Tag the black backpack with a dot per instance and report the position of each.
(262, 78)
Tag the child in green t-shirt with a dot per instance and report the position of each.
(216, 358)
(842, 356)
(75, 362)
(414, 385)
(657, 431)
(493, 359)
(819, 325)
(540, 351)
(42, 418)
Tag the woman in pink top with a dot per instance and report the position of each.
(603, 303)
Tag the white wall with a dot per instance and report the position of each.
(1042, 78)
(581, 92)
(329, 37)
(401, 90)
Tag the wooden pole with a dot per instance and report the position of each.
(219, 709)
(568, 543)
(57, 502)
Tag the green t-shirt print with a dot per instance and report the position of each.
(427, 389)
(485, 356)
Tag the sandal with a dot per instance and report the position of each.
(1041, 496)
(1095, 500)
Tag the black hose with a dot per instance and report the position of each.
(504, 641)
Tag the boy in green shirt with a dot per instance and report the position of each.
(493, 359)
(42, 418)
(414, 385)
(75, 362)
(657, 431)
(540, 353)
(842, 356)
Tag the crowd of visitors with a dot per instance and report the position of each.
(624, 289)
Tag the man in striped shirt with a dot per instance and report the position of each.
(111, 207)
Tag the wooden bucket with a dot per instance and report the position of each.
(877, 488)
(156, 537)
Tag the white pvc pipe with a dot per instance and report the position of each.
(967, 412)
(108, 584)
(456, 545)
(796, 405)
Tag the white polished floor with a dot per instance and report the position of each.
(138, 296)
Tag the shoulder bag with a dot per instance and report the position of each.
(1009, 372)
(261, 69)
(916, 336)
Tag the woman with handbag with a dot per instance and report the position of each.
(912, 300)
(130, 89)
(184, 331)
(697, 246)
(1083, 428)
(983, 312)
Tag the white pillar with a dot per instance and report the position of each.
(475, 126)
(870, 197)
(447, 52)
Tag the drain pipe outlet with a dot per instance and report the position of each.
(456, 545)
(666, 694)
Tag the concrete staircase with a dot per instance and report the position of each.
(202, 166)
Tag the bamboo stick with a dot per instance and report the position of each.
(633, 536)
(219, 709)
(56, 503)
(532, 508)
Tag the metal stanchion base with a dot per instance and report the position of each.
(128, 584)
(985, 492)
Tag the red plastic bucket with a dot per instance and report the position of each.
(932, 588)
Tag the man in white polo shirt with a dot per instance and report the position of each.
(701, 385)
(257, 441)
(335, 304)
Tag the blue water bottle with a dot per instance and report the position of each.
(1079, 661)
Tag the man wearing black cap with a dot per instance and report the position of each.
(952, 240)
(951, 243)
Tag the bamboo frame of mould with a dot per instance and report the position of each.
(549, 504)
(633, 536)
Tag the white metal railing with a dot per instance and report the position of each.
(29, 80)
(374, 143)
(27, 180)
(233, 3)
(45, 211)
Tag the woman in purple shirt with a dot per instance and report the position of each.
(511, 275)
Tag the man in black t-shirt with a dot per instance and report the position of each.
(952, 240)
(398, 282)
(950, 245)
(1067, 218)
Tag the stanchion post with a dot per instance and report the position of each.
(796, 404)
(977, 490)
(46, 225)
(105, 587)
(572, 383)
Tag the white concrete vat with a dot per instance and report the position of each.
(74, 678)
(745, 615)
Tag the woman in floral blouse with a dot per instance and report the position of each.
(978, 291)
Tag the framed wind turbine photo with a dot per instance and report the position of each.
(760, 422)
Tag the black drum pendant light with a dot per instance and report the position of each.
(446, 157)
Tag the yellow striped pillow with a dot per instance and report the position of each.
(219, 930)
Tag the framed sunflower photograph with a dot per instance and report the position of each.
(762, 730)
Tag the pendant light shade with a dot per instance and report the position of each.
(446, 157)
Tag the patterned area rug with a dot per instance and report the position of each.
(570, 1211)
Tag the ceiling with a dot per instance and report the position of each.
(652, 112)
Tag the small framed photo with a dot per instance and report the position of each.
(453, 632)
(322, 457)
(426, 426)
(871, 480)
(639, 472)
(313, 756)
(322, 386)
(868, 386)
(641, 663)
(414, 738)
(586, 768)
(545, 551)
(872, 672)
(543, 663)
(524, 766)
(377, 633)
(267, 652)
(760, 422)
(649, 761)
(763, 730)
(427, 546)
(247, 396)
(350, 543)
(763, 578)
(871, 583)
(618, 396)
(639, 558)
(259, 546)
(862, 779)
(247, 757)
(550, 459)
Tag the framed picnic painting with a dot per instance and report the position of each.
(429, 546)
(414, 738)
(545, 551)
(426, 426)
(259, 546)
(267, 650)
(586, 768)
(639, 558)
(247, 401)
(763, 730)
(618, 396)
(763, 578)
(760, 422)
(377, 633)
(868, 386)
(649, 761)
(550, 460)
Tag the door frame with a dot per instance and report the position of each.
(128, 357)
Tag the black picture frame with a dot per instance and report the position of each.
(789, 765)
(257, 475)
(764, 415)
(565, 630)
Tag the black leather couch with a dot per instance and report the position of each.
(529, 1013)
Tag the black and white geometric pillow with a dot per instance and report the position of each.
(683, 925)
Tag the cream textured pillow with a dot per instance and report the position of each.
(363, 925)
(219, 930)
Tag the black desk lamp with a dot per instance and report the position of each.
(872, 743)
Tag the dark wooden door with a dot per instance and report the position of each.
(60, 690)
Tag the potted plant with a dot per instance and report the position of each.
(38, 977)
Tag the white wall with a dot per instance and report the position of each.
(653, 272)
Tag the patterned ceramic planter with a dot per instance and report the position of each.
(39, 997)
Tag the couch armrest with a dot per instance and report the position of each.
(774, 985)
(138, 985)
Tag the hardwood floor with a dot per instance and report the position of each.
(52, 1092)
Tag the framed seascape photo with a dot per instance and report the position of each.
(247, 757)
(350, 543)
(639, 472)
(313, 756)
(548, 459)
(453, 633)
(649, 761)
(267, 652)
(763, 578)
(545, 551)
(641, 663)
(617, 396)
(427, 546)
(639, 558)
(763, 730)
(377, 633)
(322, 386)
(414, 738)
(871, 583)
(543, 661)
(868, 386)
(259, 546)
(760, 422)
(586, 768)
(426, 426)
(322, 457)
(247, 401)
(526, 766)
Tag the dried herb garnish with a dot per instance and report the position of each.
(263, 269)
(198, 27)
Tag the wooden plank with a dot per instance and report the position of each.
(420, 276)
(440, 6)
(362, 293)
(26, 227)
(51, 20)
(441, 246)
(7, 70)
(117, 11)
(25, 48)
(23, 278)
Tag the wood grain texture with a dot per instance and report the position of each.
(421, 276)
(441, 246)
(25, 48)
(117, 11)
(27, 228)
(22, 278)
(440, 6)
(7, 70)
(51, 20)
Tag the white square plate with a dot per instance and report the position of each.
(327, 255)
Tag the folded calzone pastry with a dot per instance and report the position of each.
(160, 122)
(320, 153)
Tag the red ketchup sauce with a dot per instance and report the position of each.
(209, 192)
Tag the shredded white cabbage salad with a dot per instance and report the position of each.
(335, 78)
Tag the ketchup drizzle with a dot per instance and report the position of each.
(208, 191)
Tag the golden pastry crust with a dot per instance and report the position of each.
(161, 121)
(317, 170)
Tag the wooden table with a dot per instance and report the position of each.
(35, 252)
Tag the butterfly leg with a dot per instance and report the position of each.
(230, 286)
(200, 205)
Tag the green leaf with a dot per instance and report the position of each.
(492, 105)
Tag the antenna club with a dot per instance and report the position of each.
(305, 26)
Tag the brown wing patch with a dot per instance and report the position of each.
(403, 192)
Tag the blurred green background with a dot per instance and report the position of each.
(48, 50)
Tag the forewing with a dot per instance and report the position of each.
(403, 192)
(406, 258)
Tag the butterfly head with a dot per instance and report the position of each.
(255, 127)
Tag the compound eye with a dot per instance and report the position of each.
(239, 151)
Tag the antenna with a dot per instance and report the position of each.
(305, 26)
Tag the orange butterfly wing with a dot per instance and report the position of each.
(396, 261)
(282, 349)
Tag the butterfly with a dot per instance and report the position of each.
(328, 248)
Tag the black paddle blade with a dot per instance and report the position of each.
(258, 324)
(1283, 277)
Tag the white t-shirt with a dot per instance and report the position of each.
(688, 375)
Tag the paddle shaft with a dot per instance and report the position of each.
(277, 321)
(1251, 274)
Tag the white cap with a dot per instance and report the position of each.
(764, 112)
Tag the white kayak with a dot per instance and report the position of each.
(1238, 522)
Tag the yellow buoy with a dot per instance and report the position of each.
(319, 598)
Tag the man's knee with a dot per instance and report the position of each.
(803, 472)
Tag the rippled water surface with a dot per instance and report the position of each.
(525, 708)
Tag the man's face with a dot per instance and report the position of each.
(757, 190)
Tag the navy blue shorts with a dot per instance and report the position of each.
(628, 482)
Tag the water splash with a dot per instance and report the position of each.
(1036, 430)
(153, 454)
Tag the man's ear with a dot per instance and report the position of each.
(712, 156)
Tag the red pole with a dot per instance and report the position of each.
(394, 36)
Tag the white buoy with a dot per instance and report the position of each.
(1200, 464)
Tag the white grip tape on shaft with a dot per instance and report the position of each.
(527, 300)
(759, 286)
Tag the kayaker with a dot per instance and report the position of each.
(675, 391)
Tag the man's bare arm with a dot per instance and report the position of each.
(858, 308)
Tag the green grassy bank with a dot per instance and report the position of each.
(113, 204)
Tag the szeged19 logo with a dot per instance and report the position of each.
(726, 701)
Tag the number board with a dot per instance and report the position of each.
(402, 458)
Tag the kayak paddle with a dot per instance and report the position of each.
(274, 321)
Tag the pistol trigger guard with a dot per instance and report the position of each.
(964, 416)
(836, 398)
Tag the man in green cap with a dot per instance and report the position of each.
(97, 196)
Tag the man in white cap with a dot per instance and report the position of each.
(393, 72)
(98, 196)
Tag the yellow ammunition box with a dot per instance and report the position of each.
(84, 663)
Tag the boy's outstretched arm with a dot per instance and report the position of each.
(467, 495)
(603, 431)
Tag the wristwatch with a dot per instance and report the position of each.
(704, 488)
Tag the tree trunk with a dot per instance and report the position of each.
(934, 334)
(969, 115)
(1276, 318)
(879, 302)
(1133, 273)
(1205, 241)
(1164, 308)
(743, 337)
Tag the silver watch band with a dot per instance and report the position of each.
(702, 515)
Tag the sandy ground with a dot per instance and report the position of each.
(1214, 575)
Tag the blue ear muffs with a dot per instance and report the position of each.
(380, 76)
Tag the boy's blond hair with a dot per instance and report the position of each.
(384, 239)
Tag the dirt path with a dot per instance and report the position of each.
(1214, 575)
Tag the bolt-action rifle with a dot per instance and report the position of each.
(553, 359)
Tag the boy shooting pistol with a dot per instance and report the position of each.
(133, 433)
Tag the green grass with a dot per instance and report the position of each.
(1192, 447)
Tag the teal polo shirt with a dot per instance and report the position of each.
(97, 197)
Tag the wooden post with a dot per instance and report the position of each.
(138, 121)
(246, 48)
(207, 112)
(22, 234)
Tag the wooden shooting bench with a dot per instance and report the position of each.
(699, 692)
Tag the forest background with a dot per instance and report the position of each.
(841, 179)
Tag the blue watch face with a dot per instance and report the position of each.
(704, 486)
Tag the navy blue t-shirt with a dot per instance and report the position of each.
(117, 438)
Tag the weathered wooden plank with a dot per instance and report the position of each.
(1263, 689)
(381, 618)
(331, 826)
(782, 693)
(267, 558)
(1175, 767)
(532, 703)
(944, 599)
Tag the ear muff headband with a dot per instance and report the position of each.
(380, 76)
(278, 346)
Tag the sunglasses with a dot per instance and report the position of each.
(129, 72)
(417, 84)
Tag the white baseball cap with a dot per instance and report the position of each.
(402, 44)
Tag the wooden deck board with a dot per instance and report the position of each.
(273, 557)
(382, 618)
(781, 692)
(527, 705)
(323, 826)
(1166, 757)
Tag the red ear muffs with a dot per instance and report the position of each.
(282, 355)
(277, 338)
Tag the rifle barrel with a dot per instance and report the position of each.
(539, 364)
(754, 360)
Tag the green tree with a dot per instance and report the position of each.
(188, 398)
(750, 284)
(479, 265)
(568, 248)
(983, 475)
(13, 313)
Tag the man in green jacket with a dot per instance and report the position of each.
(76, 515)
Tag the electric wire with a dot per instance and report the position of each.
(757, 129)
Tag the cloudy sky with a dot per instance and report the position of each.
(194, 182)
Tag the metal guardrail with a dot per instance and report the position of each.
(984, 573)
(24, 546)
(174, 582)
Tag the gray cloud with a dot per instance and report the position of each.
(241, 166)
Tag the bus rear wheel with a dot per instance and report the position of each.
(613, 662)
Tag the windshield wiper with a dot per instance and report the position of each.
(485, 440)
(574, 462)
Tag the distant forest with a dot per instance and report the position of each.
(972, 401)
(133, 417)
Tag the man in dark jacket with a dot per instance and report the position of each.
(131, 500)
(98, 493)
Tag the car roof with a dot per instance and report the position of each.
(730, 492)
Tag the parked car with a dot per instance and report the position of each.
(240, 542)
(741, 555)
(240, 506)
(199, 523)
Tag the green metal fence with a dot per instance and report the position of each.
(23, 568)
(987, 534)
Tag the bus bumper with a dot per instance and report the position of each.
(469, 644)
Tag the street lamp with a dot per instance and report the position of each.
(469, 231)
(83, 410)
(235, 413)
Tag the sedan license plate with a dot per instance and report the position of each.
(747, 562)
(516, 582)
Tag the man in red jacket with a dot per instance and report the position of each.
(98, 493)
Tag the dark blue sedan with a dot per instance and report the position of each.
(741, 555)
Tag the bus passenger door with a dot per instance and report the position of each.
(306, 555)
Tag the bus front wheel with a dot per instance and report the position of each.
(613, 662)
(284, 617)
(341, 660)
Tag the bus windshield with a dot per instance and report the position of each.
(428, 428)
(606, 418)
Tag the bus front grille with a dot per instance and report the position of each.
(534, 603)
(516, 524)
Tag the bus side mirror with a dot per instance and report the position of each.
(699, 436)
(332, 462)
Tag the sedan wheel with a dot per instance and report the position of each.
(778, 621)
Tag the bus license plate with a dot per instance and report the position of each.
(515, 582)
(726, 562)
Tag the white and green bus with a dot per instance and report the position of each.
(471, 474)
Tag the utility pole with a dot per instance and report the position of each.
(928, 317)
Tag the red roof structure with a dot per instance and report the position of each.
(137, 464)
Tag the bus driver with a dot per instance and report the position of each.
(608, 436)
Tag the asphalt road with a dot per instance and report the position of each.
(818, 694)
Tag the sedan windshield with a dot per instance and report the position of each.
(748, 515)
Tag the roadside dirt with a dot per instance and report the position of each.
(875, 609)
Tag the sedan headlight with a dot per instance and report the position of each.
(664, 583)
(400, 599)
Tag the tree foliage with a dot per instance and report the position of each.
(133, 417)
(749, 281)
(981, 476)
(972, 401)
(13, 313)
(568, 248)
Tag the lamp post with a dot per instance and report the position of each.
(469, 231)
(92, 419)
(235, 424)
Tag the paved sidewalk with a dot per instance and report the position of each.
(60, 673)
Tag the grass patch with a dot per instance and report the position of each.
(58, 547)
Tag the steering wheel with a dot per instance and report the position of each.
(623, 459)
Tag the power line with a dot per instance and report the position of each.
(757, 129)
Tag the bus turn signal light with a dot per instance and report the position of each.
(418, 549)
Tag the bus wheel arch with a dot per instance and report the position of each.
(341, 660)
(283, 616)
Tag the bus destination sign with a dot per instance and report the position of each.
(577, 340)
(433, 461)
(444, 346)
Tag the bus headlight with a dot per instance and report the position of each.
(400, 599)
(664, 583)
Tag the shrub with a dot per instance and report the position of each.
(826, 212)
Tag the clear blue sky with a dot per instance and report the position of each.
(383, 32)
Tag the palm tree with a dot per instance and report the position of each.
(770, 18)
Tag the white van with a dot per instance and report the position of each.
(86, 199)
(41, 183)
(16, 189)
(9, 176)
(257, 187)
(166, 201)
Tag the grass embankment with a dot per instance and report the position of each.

* * *

◆ WHAT TO DO ◆
Can you quote exactly the lines from the one containing "Tag the steering" through the last line of the records above, and nothing else?

◆ SOLUTION TO THIS TASK ◆
Tag the steering wheel with a dot per instance and report the position of each.
(623, 459)
Tag the power line with a dot per instance and report the position of each.
(757, 129)
Tag the bus turn signal light with a dot per instance and report the position of each.
(418, 549)
Tag the bus wheel arch with a dot per instance and report the position of each.
(341, 660)
(283, 616)
Tag the bus destination sign with a dot per instance and report the position of each.
(577, 340)
(433, 461)
(444, 346)
Tag the bus headlight with a dot per instance and report the position of each.
(400, 599)
(664, 583)
Tag the shrub with a dot per instance and report the position of each.
(826, 212)
Tag the clear blue sky with a dot per instance and report the position of each.
(383, 32)
Tag the palm tree with a dot per instance and report the position of each.
(770, 18)
Tag the white van with a dot per instance and report the position of each.
(86, 199)
(41, 183)
(16, 189)
(9, 176)
(257, 187)
(166, 201)
Tag the grass embankment with a dot per instance and report the position of each.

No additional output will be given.